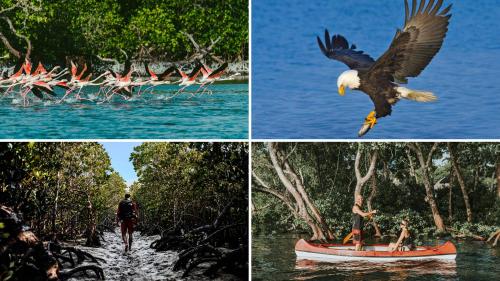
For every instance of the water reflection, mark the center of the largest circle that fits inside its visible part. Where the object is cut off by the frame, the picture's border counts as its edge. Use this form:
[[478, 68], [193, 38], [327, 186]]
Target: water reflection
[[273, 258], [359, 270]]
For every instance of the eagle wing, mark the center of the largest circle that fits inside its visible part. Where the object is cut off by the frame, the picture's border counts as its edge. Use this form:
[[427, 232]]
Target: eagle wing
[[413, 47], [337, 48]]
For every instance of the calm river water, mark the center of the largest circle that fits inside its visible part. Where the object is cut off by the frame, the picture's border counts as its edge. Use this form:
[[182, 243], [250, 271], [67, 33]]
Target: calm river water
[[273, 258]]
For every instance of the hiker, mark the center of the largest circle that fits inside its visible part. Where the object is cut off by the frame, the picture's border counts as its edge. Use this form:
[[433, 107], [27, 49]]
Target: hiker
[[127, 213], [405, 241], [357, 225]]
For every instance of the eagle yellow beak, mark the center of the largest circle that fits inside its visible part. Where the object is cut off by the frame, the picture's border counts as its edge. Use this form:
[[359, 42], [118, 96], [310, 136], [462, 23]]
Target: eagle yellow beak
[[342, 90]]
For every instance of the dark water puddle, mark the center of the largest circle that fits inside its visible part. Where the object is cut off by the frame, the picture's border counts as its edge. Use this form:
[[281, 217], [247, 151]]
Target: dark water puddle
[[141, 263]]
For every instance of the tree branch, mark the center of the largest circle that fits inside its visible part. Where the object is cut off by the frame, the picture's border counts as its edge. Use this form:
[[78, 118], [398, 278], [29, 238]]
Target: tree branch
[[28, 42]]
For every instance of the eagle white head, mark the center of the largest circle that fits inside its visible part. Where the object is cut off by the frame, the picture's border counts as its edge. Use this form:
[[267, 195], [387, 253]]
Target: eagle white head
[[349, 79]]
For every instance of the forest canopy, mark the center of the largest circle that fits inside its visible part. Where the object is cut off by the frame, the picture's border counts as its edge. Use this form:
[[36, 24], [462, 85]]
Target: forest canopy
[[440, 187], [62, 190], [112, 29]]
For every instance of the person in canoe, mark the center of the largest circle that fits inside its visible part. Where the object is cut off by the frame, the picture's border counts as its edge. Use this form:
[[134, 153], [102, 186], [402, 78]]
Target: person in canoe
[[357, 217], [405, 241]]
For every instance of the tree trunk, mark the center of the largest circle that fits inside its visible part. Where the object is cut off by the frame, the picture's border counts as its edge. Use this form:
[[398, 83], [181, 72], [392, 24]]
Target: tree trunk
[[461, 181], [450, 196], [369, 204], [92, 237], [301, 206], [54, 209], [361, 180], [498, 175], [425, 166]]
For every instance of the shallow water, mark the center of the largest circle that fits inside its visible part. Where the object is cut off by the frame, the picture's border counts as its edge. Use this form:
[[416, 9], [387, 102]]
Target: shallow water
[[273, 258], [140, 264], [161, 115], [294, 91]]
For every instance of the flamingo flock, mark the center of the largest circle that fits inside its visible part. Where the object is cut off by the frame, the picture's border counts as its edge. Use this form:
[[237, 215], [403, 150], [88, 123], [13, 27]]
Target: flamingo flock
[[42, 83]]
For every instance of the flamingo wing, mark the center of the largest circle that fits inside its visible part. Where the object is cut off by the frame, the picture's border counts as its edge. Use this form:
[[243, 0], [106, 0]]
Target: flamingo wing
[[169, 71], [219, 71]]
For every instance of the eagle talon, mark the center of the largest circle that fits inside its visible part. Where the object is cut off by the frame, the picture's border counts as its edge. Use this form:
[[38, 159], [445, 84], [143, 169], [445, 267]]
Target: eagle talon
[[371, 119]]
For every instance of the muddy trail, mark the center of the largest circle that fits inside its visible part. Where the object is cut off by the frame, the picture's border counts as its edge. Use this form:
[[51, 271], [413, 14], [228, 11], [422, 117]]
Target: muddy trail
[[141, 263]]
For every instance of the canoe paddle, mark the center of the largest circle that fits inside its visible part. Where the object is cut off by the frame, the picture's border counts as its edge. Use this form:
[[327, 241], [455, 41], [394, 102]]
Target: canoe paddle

= = = = =

Work instruction:
In the entries above, the lines between the one holding "For every instance of the flamingo flock, mark" and the one holding "[[237, 215], [403, 150], [88, 123], [13, 27]]", inclusive, are to be printed exactly as written, and those alone.

Exercise response:
For every instance of the flamingo flock, mark the center of the largest circle that fits inside its visible part. Where the object is cut off by the frame, the picture's border counts as its edge. Use this form:
[[237, 215], [403, 150], [88, 123], [13, 27]]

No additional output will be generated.